## Written task:
Arrange every line of the entries below as a numbered list, leaving out any blank lines.

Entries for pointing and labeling

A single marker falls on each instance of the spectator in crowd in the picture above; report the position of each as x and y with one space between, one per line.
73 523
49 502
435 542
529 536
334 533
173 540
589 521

## Solution to the problem:
1. A single marker falls on each instance of the spectator in crowd in the picture above; report the position of each as x and y with one space between, one per line.
2. 73 523
3. 49 502
4. 435 542
5. 529 536
6. 334 533
7. 173 540
8. 589 521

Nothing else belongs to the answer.